___ Textauszug ___
Brauchst Du sie überhaupt? Oder werden sie nur installiert, weil sie von anderen Paketen reingezogen werden? Falls das Letztere der Fall sein sollte, gibt es eine einfache Lösung: Abhängigkeiten anschauen, 1 oder 2 Use Flags ändern - und schon wird qtweb* wird nicht mehr reingezogen. Ein befreiendes "emerge --depclean" löscht sie dann.

So habe ich dieses Ärgernis beseitigt. Nie wieder qtwebengine!  :Smile: Last edited by mike155 on Sun Nov 03, 2019 8:11 pm; edited 1 time in total

----------

## LuxJux

Lesenswert

Mesa meckert. Wegen der nvidia.  Edit: Hilfe hat nicht geholfen 

( KDE hatte bei der Erstinstallation einen Bug. Untermenus konnten nicht angeklickt werden. ) 

Werde berichten boing

boinc darf bei mir nur mit 15 %

----------

## LuxJux

.

----------

## ChrisJumper

Hi oliver2104,

für mich sind verschiedene Punkte entscheident. Zum einen ist man sich bei Binärpaketen nie sicher ob das Ergebnis auch dem Entspricht, was der Sourcecode verspricht. Bei Gentoo ist das zwar auch nicht so aber es kommt dem schon sehr nahe. Auch das Recht darauf zu verstehen wie Software funktioniert.

Wer bedenken hat nutzt die alternativen oder baut sich seine Pakete Zentral und verteilt sie auf X Systeme. Das könnte noch ein wenig komfortabeler gestaltet werden.

Der Vorteil liegt aber auch auf der Hand. Du kannst einfach den Source Code Patchen, wenn du Probleme oder Fragen hast, es selber kompilieren und alles ist gut. Eben weil alles so transparent ist. Wegen der Klimafrage: Das lässt sich auch einfach lösen: Nimm Strom aus erneuerbaren Energien. Ist zwar teurere aber dann wieder ok. Wichtig ist das du deine Systeme schlank hällst und darüber nachdenkst was du mit der Energie und Zeit anfängst und da sind wir dann bei einem Punkt der sowohl der Datenhygiene als auch dem Sourcecode zu gute kommt, wie ich finde.

Daher war und ist Gentoo noch nie so aktuell und wichtig gewesen wie jetzt.
___
| Aufgabe 1 |
Beantworte anhand des Textauszugs:
(a) Welcher Befehl löscht die Pakete, nachdem die Use Flags geändert wurden?
(b) Welchen Bug hatte KDE bei der Erstinstallation?
(c) Welcher Strom wird wegen der Klimafrage empfohlen?
| Aufgabe 2 |
Schreibe aus dem Textauszug wortgetreu ab: Setze bei den Worten "Brauchst Du sie" ein und höre nach "angeklickt werden. )" auf.
Die Auflistung wird zur Bearbeitung nicht gebraucht.
___ Gegebenes Material ___
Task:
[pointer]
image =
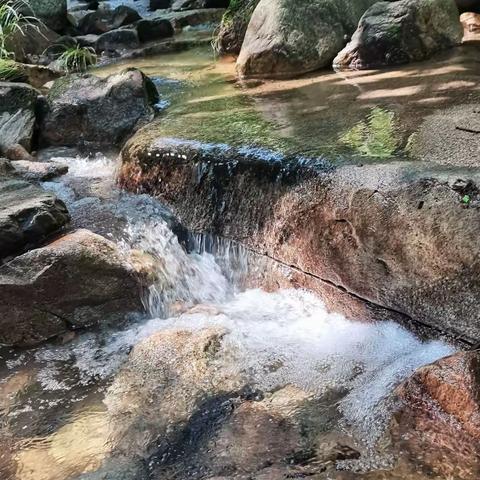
___
| Lösung 1 |
(a) emerge --depclean
(b) Untermenus konnten nicht angeklickt werden.
(c) Strom aus erneuerbaren Energien

| Lösung 2 |
Brauchst Du sie überhaupt? Oder werden sie nur installiert, weil sie von anderen Paketen reingezogen werden? Falls das Letztere der Fall sein sollte, gibt es eine einfache Lösung: Abhängigkeiten anschauen, 1 oder 2 Use Flags ändern - und schon wird qtweb* wird nicht mehr reingezogen. Ein befreiendes "emerge --depclean" löscht sie dann.

So habe ich dieses Ärgernis beseitigt. Nie wieder qtwebengine!  :Smile: Last edited by mike155 on Sun Nov 03, 2019 8:11 pm; edited 1 time in total

----------

## LuxJux

Lesenswert

Mesa meckert. Wegen der nvidia.  Edit: Hilfe hat nicht geholfen 

( KDE hatte bei der Erstinstallation einen Bug. Untermenus konnten nicht angeklickt werden. )